▶ **REQUIRED WORK**
**1)** In the lucid dreaming thread, how long does Mayatara meditate before bed?
**2)** Check each statement against the lucid dreaming thread. Answer yes or no and quote the words that decide it: (a) The opening post asks that each reply contain only one tip. (b) slimslowslider is currently keeping a dream diary. (c) dolphin suggests imagining the dream continuing right after waking from it.
**3)** Copy the lucid dreaming thread word for word, everything from "## slimslowslider" down to "control on cue.".

▶ **PAGE EXTRACT**

###

# Lucid Dreaming > Attaining Lucidity > Induction Techniques >  >  Post your #1 tip for getting lucid

## dreamsOfSpace

It'd be cool to see everyone's single best tip for getting lucid, in one place.  My best tip is to try to have a dream where you are by yourself, so you have a better chance to be less distracted by the dream and realize that you are dreaming.

Please keep it to this format:
- 1 or 2 sentences
- Only 1 tip

----------


## Sensei

search for lucidity without thought of how long it will take.

----------


## casualdreamer

Not letting my mind wander before sleep/WBTB (meditation affirmation etc...).

----------


## dolphin

Immediately after waking up from a dream, imagine the dream continuing until it returns.

----------


## SamvelOri

Remind yourself in a dream that you're in dream, otherwise you'll probably loose lucidity

----------


## ZAD

Bulk and cut in fitness terms, for a few months each, in alternating cycles. Bulk by spending all of your effort only on getting lucid as often as possible until your frequency increases; cut by refining the quality, content, and your abilities in those lucid dreams.

----------


## 1wilian

Desire it as much as you can, imagine it happening and be grateful even before if happens.

----------


## slimslowslider

Bring dreaming and lucidity to mind in whatever ways you can.

My #1 method for doing this is keeping a dream diary.
Also - visiting Dreamviews usually has the desired effect.  Engaging and posting is better still.

I'm going through a dry patch at the, moment (although I still LD spontaneously)
Currently not keeping a dream diary or thinking about it much - too distracted/ stressed.
Last time I was active on DV - doing the challenges etc - after a warm up period, getting into it, I would reliably LD with God-like control on cue.

Thanks DV  :;-):

----------


## Mayatara

I have been a natural lucid dreamer since my 20s, but due to work and health reasons, my lucids stopped for some years (just had them once in a while). I have now started a new routine to try to induce lucid dreams more frequently and I was surprised that I have had 100% success! If I follow my routine, I have lucids every night (at least so far).
The routine is:
- before bed, meditate 30 mins listening to binaural audio for lucid dreaming 
- in the middle of the night I always wake up to pee and then I repeat the meditation for another 30 mins before falling asleep again
The result is: guaranteed lucid dreams in the last 1 or 2 sleep cycles and more vivid dreams and greater recollection in general.

Anyway, keeping a dream journal, doing reality tests frequently and keeping your mind every day on this topic, really helps establishing the ground  :wink2:

----------


## Lang

#1 tip: tip is not to waste your time comparing yourself to other lucid dreamers. Instead, focus on your own lucid Journey. Find your own learning style for lucid dreaming. One who admits to knowing nothing is open to experience all things in existence. We're only limited to our own self development in parallel with self awareness.

###

▶ **DATA SECTION**
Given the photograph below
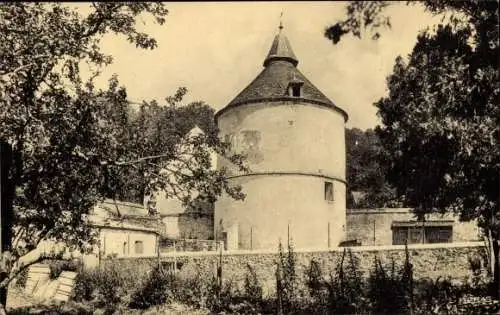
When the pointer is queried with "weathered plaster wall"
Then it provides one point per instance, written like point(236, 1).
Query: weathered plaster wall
point(278, 206)
point(287, 137)
point(122, 242)
point(292, 149)
point(373, 226)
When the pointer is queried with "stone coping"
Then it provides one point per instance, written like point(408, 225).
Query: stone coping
point(378, 211)
point(318, 250)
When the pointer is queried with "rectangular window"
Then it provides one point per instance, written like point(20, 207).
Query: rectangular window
point(414, 233)
point(139, 247)
point(329, 191)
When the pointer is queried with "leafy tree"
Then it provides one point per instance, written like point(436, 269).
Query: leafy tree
point(441, 119)
point(157, 130)
point(62, 139)
point(365, 171)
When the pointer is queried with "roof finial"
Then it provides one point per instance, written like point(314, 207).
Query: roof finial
point(281, 22)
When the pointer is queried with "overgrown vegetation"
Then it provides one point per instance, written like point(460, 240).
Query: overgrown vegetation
point(387, 287)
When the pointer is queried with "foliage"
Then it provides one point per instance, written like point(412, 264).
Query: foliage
point(442, 114)
point(49, 112)
point(365, 171)
point(386, 290)
point(155, 290)
point(339, 293)
point(286, 278)
point(107, 287)
point(58, 266)
point(66, 144)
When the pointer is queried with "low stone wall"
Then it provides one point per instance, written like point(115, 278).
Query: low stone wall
point(429, 261)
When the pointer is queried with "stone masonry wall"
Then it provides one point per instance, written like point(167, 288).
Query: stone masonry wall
point(373, 226)
point(429, 261)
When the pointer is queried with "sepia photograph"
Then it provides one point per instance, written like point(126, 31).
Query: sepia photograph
point(267, 157)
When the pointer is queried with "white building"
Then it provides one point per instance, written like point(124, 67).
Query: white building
point(293, 137)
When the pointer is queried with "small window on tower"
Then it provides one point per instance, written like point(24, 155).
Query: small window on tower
point(139, 247)
point(295, 88)
point(329, 191)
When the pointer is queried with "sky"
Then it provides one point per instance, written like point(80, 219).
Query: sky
point(216, 49)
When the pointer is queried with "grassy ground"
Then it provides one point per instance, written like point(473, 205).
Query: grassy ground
point(20, 303)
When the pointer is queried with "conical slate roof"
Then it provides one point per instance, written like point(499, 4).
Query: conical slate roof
point(280, 69)
point(281, 50)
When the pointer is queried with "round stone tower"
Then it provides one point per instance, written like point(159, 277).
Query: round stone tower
point(294, 141)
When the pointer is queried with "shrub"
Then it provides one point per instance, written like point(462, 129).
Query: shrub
point(252, 287)
point(387, 291)
point(286, 279)
point(340, 293)
point(21, 278)
point(156, 290)
point(58, 266)
point(106, 287)
point(435, 296)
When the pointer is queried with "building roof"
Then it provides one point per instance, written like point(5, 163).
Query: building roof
point(125, 209)
point(280, 69)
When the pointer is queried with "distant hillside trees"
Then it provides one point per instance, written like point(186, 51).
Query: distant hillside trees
point(441, 120)
point(367, 185)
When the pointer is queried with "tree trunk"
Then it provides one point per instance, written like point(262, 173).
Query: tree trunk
point(7, 190)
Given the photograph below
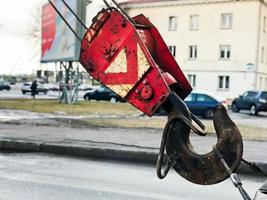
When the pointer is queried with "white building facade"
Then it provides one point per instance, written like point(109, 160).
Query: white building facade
point(221, 45)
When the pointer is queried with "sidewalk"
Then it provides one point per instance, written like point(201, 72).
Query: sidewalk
point(135, 145)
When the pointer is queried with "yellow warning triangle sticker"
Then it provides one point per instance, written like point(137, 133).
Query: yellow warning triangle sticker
point(119, 64)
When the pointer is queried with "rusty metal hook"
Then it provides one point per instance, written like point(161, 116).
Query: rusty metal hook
point(201, 169)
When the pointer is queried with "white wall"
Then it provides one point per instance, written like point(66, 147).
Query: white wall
point(243, 38)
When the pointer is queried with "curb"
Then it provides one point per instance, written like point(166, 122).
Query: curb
point(142, 155)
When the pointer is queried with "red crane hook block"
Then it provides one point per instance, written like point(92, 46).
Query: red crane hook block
point(132, 60)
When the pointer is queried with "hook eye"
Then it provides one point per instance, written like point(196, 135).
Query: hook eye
point(204, 169)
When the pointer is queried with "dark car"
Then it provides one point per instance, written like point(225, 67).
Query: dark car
point(203, 104)
point(102, 93)
point(4, 86)
point(254, 101)
point(26, 88)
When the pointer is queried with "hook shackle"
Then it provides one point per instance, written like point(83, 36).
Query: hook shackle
point(203, 169)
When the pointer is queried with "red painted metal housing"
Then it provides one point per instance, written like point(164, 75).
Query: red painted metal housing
point(132, 60)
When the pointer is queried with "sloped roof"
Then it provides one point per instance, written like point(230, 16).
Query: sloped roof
point(142, 1)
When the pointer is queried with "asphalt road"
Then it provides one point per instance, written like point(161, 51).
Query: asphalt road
point(49, 177)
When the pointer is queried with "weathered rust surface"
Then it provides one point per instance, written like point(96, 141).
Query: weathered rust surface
point(204, 169)
point(128, 60)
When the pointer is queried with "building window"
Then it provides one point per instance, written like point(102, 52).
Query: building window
point(193, 52)
point(264, 24)
point(194, 22)
point(225, 51)
point(172, 23)
point(226, 20)
point(192, 79)
point(262, 54)
point(224, 82)
point(173, 50)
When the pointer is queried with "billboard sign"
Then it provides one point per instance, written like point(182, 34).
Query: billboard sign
point(58, 42)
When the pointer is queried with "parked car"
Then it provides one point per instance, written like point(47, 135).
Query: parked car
point(254, 101)
point(102, 93)
point(203, 104)
point(26, 88)
point(4, 86)
point(86, 87)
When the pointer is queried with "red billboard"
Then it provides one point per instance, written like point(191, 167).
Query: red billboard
point(58, 42)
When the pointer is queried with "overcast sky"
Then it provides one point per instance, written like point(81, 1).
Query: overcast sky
point(17, 54)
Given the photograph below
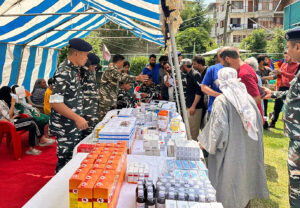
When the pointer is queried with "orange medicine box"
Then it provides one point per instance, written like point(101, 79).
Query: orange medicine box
point(85, 193)
point(74, 181)
point(88, 161)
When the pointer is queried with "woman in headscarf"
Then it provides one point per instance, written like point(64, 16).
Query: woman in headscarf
point(24, 107)
point(38, 93)
point(9, 113)
point(233, 137)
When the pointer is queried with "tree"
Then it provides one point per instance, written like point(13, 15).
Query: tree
point(195, 35)
point(277, 44)
point(194, 15)
point(256, 41)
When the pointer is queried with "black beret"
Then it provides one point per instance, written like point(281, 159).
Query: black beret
point(293, 34)
point(94, 59)
point(80, 45)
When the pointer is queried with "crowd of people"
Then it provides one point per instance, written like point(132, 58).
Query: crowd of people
point(226, 105)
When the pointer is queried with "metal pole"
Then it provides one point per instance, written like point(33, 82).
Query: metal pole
point(59, 13)
point(226, 23)
point(182, 100)
point(100, 29)
point(175, 85)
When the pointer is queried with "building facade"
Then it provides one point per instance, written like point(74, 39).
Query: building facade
point(244, 16)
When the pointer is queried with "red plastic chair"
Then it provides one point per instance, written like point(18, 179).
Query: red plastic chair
point(9, 130)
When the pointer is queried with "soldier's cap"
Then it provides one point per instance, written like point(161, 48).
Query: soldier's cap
point(187, 62)
point(93, 58)
point(293, 34)
point(80, 45)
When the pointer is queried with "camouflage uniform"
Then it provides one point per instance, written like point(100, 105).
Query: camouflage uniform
point(152, 91)
point(66, 89)
point(291, 117)
point(125, 100)
point(90, 102)
point(109, 88)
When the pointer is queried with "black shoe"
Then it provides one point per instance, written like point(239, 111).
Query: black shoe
point(272, 125)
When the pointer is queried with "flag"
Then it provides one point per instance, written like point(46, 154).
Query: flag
point(106, 53)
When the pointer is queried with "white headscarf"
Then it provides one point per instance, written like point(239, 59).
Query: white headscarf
point(236, 92)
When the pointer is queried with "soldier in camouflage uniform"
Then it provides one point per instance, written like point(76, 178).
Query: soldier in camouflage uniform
point(110, 83)
point(291, 117)
point(125, 100)
point(66, 100)
point(150, 89)
point(90, 94)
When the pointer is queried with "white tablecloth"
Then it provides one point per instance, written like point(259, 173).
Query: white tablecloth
point(55, 194)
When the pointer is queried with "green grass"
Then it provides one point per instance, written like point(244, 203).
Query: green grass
point(276, 149)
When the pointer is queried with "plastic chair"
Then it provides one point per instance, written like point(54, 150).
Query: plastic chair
point(9, 130)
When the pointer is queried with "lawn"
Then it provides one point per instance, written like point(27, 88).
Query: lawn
point(276, 148)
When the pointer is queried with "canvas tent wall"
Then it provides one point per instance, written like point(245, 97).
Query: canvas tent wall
point(29, 44)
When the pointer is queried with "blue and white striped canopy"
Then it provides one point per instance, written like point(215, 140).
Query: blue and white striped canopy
point(29, 45)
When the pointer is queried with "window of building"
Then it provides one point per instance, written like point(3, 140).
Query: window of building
point(275, 4)
point(265, 4)
point(237, 5)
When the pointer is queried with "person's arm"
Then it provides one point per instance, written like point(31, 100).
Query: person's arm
point(61, 83)
point(65, 111)
point(207, 90)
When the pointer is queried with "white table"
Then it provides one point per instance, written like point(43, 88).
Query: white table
point(56, 192)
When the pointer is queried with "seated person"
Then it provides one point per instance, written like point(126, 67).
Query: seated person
point(47, 106)
point(9, 113)
point(125, 100)
point(150, 89)
point(38, 93)
point(233, 137)
point(24, 107)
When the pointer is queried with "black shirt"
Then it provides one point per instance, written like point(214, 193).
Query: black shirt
point(193, 88)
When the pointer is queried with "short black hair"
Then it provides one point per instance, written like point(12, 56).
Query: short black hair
point(126, 63)
point(118, 57)
point(163, 58)
point(50, 81)
point(165, 63)
point(199, 60)
point(230, 52)
point(261, 57)
point(152, 56)
point(13, 88)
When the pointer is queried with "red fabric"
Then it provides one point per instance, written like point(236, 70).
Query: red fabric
point(249, 78)
point(21, 179)
point(288, 73)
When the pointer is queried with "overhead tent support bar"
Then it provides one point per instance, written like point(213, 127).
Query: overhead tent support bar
point(100, 29)
point(62, 13)
point(175, 85)
point(182, 100)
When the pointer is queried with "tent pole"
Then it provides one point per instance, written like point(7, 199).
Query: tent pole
point(182, 100)
point(175, 85)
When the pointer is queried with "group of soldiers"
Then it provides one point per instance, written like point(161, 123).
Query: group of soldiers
point(75, 100)
point(77, 104)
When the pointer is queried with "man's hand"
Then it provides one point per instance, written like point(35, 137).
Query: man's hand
point(81, 123)
point(142, 78)
point(192, 110)
point(144, 95)
point(13, 101)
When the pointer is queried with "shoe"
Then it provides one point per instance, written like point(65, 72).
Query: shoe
point(48, 143)
point(272, 125)
point(33, 152)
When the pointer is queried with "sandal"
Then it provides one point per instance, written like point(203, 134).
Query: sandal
point(33, 152)
point(48, 143)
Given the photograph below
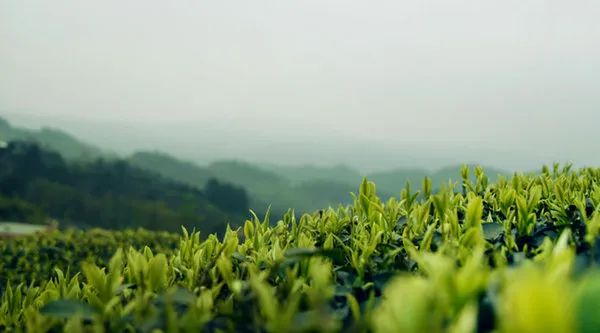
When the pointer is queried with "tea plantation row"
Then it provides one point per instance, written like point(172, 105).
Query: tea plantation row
point(519, 255)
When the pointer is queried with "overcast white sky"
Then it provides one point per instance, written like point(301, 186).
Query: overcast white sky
point(311, 81)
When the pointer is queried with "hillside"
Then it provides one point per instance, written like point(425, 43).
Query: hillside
point(67, 145)
point(109, 194)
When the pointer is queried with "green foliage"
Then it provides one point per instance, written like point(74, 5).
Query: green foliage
point(516, 255)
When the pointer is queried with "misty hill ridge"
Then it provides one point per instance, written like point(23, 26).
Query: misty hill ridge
point(306, 187)
point(57, 140)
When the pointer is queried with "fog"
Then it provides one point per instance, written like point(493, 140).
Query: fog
point(374, 84)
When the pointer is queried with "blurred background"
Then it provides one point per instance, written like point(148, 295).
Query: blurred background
point(157, 114)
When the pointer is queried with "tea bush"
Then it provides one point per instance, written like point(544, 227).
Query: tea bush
point(518, 255)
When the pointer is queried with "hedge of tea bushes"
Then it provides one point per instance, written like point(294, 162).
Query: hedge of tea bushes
point(36, 258)
point(518, 255)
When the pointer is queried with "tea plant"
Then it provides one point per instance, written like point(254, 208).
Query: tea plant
point(518, 255)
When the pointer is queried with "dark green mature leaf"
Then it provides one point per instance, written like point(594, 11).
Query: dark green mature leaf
point(68, 309)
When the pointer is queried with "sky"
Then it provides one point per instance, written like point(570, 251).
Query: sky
point(373, 84)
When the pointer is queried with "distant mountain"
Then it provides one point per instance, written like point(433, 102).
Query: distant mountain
point(67, 145)
point(171, 167)
point(304, 188)
point(108, 194)
point(309, 173)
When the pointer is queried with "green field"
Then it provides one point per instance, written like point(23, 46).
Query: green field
point(516, 255)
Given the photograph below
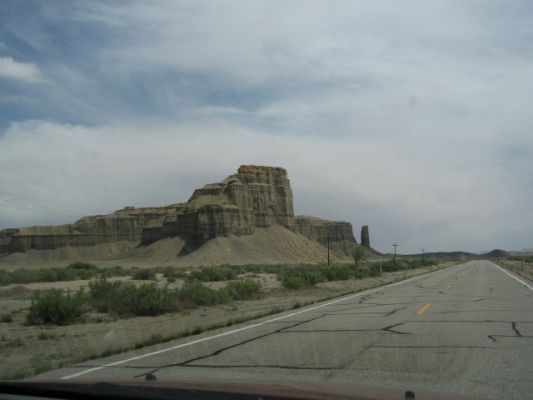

###

▶ **ANSWERS IN ORDER**
**1)** 30 minutes, while listening to binaural audio for lucid dreaming.

**2)**
(a) Yes: "Only 1 tip"
(b) No: "Currently not keeping a dream diary or thinking about it much"
(c) Yes: "Immediately after waking up from a dream, imagine the dream continuing until it returns."

**3)**
## slimslowslider

Bring dreaming and lucidity to mind in whatever ways you can.

My #1 method for doing this is keeping a dream diary.
Also - visiting Dreamviews usually has the desired effect.  Engaging and posting is better still.

I'm going through a dry patch at the, moment (although I still LD spontaneously)
Currently not keeping a dream diary or thinking about it much - too distracted/ stressed.
Last time I was active on DV - doing the challenges etc - after a warm up period, getting into it, I would reliably LD with God-like control on cue.